What you should write out is every line from the one containing "of the evergreen" to the end of the data, exactly and with nothing else.

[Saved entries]
++++++++++

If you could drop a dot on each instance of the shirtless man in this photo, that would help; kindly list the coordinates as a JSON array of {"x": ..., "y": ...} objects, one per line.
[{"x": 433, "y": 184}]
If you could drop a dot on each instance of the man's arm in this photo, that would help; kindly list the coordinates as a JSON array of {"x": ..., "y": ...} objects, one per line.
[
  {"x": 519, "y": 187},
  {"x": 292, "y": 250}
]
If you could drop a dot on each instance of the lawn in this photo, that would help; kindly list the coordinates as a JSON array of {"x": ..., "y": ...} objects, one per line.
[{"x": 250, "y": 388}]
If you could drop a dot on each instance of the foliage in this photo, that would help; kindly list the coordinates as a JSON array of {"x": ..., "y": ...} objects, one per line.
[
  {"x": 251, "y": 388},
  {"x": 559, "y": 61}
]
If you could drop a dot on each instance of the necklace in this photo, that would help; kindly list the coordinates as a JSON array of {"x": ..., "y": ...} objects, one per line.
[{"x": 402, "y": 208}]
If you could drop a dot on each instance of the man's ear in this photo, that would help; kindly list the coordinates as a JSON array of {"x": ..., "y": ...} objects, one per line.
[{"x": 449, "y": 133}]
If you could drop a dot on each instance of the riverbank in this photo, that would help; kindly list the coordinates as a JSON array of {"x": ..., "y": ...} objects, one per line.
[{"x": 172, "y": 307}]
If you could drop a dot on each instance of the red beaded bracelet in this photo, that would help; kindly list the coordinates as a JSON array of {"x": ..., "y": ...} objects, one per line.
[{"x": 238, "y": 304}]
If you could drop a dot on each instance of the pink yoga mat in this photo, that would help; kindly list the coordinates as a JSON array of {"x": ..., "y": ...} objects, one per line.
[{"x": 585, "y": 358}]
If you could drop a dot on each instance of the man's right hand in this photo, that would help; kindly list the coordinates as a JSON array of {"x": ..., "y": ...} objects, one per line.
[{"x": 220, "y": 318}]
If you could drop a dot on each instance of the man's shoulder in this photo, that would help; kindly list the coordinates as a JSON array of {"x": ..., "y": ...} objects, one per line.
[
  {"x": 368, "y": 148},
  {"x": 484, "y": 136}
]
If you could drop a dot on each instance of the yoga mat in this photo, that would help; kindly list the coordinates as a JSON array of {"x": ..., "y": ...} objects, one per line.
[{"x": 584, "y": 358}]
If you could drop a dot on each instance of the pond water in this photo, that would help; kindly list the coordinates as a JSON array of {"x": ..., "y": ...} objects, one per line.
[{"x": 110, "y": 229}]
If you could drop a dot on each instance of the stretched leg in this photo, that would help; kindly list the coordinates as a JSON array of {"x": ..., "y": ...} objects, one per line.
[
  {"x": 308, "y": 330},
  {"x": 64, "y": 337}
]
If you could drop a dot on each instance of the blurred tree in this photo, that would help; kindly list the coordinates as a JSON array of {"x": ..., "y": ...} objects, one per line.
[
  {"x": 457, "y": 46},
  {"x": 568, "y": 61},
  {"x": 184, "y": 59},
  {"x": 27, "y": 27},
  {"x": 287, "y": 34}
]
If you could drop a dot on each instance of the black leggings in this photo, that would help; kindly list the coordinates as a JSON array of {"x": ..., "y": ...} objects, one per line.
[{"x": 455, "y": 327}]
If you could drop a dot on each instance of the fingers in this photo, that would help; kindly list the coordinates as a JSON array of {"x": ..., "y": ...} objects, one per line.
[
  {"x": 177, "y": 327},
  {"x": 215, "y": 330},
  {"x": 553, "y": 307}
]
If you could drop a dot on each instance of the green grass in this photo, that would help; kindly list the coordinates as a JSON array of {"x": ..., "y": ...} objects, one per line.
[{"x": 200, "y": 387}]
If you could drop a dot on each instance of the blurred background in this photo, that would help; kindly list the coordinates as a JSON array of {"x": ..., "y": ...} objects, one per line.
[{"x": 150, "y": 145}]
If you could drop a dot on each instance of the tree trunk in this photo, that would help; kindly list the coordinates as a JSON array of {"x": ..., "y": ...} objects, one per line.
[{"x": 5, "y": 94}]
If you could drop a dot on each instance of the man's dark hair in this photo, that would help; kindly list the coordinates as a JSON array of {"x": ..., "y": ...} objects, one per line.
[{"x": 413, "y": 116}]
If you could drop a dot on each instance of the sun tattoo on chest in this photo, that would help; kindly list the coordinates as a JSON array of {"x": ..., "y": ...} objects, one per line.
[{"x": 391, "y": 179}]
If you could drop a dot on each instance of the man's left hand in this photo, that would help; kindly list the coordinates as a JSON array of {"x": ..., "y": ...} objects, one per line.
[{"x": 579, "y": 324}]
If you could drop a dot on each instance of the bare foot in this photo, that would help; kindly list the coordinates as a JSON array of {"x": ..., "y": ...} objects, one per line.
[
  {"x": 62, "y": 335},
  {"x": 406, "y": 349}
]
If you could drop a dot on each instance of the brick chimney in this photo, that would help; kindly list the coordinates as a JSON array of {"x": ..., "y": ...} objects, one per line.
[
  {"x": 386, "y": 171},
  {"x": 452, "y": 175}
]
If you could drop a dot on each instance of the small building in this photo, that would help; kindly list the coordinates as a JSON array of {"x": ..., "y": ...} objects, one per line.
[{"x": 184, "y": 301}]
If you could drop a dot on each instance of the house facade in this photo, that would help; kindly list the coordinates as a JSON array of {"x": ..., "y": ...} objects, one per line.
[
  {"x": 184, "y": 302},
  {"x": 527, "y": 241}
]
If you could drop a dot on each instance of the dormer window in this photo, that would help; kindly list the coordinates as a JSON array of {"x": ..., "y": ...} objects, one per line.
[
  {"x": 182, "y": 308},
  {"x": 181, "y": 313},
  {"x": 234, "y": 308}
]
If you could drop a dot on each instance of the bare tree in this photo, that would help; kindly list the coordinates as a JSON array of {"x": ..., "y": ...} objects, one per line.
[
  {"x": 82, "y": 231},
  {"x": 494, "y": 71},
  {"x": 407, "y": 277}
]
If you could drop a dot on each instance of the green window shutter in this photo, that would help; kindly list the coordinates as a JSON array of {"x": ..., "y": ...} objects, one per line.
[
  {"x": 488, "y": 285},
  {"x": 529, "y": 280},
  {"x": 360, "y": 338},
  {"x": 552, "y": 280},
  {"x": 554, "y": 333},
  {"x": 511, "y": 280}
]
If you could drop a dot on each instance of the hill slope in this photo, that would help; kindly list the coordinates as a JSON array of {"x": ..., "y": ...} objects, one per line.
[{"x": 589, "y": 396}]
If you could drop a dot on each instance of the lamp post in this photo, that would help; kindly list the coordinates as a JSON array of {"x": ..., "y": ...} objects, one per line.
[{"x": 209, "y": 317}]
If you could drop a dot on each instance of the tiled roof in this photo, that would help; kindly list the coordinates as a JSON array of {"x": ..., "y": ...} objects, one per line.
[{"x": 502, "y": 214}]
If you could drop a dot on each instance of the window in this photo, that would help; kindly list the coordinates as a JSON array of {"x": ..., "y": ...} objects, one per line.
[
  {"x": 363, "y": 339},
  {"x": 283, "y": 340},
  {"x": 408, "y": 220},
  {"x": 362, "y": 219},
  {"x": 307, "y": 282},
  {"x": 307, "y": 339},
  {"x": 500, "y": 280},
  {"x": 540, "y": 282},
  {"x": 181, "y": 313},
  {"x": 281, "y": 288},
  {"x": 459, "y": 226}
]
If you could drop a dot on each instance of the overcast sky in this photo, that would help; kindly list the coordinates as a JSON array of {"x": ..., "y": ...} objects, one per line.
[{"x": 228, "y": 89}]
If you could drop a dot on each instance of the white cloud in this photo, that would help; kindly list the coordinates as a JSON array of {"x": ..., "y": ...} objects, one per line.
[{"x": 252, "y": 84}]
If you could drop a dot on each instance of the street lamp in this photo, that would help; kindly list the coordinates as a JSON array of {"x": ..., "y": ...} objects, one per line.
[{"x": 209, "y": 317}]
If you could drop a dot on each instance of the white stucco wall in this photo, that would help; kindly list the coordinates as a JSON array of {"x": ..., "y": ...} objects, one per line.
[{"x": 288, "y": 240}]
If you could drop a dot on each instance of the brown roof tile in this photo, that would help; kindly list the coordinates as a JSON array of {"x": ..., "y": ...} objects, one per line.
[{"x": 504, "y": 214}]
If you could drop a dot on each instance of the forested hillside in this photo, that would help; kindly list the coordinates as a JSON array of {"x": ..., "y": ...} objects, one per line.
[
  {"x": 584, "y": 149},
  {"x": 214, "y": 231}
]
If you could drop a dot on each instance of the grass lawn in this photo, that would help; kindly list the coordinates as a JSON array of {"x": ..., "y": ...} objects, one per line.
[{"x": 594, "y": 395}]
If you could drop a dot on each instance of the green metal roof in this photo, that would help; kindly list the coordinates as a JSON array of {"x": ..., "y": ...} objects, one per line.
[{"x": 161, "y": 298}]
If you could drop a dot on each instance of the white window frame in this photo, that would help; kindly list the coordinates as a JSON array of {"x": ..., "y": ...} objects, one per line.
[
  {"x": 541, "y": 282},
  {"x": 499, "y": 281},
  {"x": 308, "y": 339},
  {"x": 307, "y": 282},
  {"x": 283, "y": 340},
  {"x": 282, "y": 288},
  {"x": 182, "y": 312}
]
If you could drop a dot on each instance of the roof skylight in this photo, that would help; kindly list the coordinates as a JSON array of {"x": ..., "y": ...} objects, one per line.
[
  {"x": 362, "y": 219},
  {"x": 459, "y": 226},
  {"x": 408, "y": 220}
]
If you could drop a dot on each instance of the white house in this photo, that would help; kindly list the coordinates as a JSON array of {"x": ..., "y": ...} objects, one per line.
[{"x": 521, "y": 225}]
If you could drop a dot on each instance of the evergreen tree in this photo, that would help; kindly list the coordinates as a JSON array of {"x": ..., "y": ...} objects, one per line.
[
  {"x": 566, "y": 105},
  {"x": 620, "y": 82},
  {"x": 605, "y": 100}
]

++++++++++

#### [Your solution]
If you could drop a dot on each instance of the evergreen tree in this photo, that would help; kindly list the coordinates as a JSON array of {"x": ..., "y": ...} objects, one per line.
[
  {"x": 566, "y": 105},
  {"x": 620, "y": 82},
  {"x": 605, "y": 100}
]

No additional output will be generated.